Task to carry out:
Look through the entries below for the string "this", and copy each line where it is found.

Supplied data:
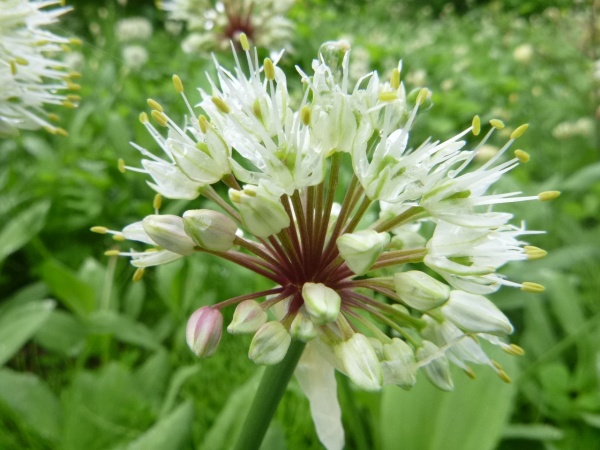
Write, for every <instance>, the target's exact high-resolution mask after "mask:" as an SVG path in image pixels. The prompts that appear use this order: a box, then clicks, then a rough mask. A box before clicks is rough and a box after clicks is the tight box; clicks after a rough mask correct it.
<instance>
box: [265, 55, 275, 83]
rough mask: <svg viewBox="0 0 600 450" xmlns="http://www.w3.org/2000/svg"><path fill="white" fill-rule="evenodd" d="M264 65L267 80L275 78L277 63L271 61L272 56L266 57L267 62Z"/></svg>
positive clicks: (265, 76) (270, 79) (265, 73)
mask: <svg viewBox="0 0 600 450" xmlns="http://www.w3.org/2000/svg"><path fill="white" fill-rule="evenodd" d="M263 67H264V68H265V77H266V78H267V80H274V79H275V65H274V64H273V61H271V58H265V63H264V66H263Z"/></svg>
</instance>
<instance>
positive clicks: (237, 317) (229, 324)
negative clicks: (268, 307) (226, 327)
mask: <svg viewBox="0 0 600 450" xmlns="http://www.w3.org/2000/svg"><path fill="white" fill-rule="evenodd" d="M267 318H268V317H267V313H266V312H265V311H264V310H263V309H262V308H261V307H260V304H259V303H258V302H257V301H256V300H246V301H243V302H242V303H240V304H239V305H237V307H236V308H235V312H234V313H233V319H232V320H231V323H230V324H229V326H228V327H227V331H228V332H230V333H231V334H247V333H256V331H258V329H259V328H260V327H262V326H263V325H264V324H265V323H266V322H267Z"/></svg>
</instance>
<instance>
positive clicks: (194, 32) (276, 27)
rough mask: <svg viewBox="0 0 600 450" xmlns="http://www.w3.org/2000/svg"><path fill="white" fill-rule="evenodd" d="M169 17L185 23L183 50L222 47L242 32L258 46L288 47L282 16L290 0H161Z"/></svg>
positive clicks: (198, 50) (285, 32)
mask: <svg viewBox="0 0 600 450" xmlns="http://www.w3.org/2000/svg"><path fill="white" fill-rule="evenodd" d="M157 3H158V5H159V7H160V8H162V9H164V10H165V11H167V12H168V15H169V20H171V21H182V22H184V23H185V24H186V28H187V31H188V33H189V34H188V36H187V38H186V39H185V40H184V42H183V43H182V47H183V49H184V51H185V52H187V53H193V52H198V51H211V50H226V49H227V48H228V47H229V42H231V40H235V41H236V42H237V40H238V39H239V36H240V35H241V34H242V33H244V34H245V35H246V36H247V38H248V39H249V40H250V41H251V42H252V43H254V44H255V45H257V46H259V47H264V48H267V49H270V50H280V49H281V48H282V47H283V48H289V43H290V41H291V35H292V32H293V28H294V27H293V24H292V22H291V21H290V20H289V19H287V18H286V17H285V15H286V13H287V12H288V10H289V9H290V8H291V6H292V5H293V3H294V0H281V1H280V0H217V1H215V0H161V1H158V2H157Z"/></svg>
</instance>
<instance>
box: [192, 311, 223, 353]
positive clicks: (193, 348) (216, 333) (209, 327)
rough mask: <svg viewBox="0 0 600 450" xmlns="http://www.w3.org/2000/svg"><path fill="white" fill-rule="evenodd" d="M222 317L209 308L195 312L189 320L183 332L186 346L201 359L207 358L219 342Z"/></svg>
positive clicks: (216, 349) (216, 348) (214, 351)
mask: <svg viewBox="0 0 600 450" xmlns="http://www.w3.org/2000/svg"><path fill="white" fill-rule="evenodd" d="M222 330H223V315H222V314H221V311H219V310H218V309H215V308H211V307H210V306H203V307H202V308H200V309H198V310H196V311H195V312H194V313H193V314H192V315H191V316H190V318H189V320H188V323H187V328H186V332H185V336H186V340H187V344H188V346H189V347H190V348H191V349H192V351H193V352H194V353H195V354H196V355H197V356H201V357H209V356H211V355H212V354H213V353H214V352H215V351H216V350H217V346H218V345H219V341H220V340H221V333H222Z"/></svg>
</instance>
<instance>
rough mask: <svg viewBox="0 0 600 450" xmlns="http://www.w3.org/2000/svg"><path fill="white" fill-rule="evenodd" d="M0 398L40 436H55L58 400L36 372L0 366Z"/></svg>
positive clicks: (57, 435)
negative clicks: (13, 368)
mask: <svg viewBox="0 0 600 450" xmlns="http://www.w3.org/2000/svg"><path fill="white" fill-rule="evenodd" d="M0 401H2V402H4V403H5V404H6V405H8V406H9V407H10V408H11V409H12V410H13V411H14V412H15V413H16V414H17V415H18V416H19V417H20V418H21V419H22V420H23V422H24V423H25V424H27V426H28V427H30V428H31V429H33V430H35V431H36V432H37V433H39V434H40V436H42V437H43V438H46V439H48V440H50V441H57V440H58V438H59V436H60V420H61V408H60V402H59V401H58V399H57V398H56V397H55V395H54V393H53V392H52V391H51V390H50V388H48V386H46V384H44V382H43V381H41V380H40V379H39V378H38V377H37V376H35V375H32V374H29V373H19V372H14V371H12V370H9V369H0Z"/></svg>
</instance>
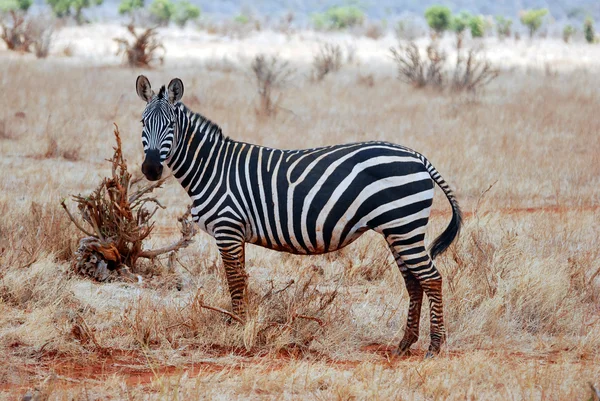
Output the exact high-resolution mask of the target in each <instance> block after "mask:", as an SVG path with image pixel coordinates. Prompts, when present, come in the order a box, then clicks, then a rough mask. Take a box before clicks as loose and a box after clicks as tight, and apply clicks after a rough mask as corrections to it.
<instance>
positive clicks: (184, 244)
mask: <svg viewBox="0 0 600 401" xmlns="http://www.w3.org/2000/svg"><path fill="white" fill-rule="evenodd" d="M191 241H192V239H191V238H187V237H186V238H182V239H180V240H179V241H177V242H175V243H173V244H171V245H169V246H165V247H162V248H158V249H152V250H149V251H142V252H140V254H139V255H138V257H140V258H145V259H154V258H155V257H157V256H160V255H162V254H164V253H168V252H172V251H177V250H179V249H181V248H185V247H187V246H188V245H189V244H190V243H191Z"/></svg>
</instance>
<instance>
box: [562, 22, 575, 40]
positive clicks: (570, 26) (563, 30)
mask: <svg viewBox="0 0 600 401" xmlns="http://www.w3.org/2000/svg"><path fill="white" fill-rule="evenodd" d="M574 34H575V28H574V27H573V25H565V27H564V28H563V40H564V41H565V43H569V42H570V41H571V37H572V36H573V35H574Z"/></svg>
==
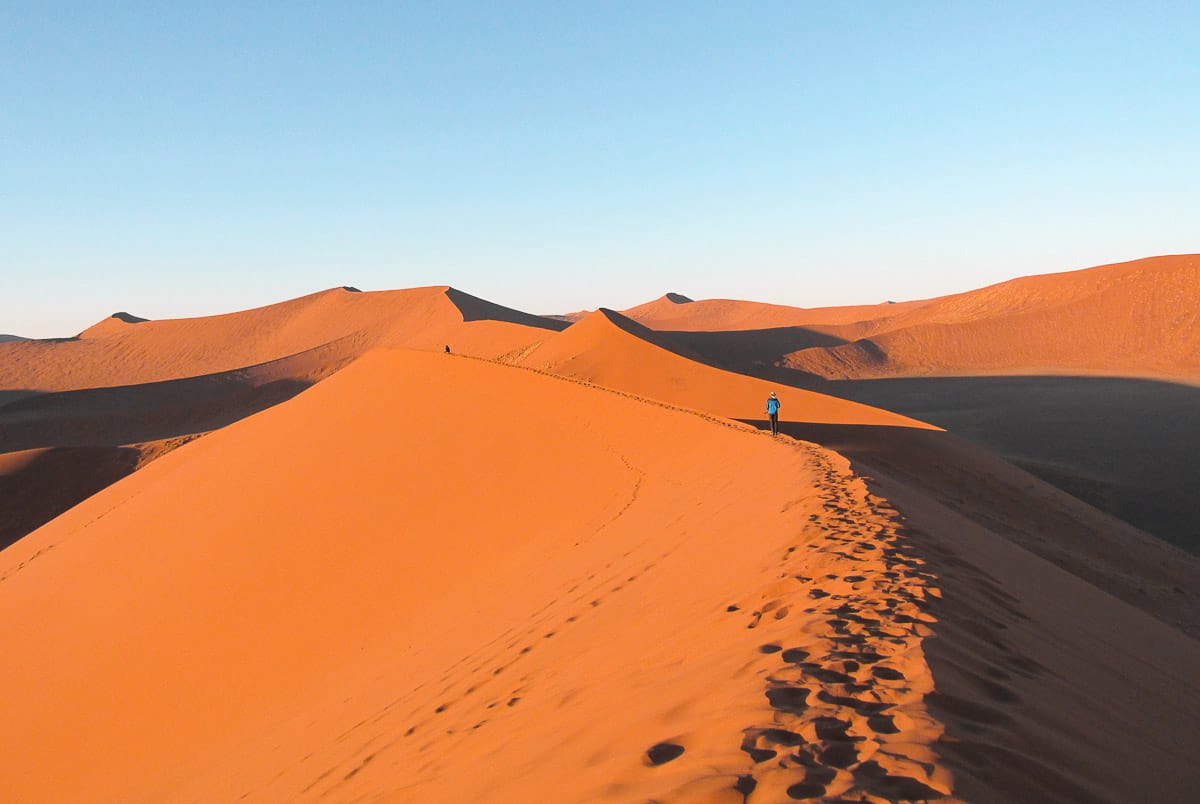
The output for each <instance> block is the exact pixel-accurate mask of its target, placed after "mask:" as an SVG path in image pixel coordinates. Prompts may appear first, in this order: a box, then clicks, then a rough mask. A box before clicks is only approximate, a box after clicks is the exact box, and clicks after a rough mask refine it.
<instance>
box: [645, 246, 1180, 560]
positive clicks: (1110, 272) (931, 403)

Solution below:
Write, for every <instance>, the target's exact high-resolution mask after "mask:" as an SVG path in image pixels. The prompts that appear use this order: a box, then clicks, then a rough mask. A box before clicks is rough and a box after clicks is the tight box; clicks after a rough mask correct it.
The output for each <instance> block is the exact pixel-accurate mask of its target, placed after "mask:" as an SVG path in image pixel coordinates. Prompts may appear first, in this order: a box, then clicks, then a rough mask. A box before clicks is only approximate, a box after clicks is the exact box, and clicks after a rough mask refine it.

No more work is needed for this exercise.